* CHALLENGE 1
Please pick out every line of the records below that contains the word "grass".

Once I saw these qualities for what they were — both their good and ‘darker’ sides — I began teaching aspiring managers to be good leaders by helping them uncover these characteristics in themselves — whether they’re actually a highly sensitive person or not. Each of them is a crucial part of their leadership strength.
5 HSP Superpowers for Leadership
The highly sensitive person’s natural awareness of everything going on around them is the foundation for a skill you may not have been aware of, but which senior leaders and executives consider a requirement for success: strategic thinking.
The ability to see and understand what’s happening, and then extrapolate that data into options and possible consequences means HSPs can sort through choices, understand how different people will react to a situation, and evaluate plans. This is essential for the long-term strategic thinking needed in the corporate workplace — and it’s a skill most people struggle to acquire as they move into management and leadership.
Of course, that awareness can slide into hyper-vigilance, anxiety, and overwhelm. Try to stand back from what you observe, recognize that it’s not all your responsibility to manage or control, and take time to breathe and decompress — even if that’s just a few moments to walk outside and feel the air on your face.

* TASK INPUTS
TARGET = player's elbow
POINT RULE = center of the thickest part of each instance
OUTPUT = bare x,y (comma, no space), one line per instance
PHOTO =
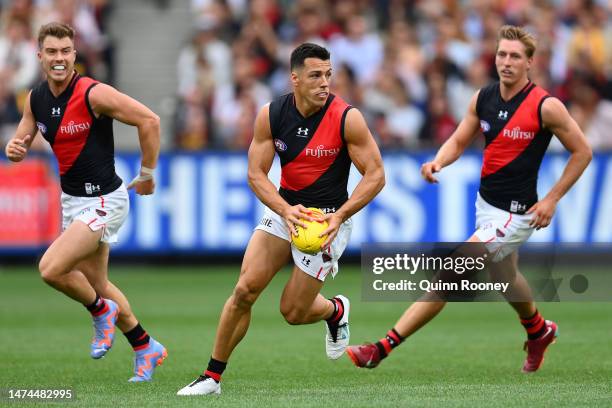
379,178
253,176
585,153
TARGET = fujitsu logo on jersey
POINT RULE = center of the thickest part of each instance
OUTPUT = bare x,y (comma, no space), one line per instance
321,151
71,128
517,133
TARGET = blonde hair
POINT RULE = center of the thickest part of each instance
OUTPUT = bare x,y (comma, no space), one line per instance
515,33
58,30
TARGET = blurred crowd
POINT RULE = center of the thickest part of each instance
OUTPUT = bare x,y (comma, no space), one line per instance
19,66
410,66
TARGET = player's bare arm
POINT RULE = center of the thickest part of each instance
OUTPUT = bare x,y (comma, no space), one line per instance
106,100
365,155
17,148
454,147
261,156
557,119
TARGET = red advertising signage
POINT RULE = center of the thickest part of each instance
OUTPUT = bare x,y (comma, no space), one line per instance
29,204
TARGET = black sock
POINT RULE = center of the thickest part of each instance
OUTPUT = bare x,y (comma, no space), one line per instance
97,307
389,342
138,337
215,369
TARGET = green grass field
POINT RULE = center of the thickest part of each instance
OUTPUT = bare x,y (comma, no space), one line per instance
469,356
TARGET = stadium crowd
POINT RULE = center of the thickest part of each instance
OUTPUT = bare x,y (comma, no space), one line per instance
410,66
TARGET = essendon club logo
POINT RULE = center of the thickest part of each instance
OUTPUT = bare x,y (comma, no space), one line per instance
321,151
72,128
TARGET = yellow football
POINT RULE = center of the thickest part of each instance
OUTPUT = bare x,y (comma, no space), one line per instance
307,239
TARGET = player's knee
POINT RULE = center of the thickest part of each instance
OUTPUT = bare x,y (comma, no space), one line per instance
244,295
101,288
292,315
50,271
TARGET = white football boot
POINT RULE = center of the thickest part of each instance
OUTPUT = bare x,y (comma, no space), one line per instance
201,386
335,347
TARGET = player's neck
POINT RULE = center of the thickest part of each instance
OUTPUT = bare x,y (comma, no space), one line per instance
509,91
58,87
306,109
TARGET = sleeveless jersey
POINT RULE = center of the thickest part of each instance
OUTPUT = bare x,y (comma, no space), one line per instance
515,143
312,151
82,143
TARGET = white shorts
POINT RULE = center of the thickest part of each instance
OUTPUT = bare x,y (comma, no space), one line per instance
502,231
318,265
108,212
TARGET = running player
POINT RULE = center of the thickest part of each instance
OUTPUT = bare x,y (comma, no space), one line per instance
316,135
518,120
74,114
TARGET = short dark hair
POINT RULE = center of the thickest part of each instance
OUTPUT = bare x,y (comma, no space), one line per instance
307,50
58,30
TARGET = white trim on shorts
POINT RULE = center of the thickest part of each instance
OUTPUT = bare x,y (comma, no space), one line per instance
107,212
502,232
318,265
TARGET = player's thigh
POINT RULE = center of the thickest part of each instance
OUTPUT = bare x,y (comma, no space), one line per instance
265,255
504,270
95,267
75,244
300,291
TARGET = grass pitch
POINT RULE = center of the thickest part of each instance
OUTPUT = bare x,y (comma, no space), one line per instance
470,355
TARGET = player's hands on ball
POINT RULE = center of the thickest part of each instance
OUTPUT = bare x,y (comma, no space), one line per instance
143,187
334,221
17,149
428,169
543,212
296,215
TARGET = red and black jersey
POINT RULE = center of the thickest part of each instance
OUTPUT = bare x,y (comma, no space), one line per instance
313,154
82,143
515,143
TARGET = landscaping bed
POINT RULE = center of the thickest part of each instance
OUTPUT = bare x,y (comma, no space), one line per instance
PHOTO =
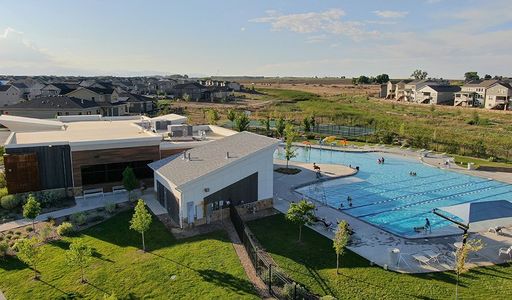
205,267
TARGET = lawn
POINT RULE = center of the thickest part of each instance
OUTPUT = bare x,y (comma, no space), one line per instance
205,267
313,263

* CHALLENGE 2
Answer these questions about the passage on highly sensitive leaders above:
(a) Whom did the writer begin teaching to be good leaders?
(b) What skill do senior leaders and executives consider a requirement for success?
(c) What three things can the highly sensitive person's awareness slide into?

* FINISHED ANSWER 1
TARGET = green grass field
TARGET = grass pitch

* FINISHED ANSWER 2
(a) Aspiring managers.
(b) Strategic thinking.
(c) Hyper-vigilance, anxiety, and overwhelm.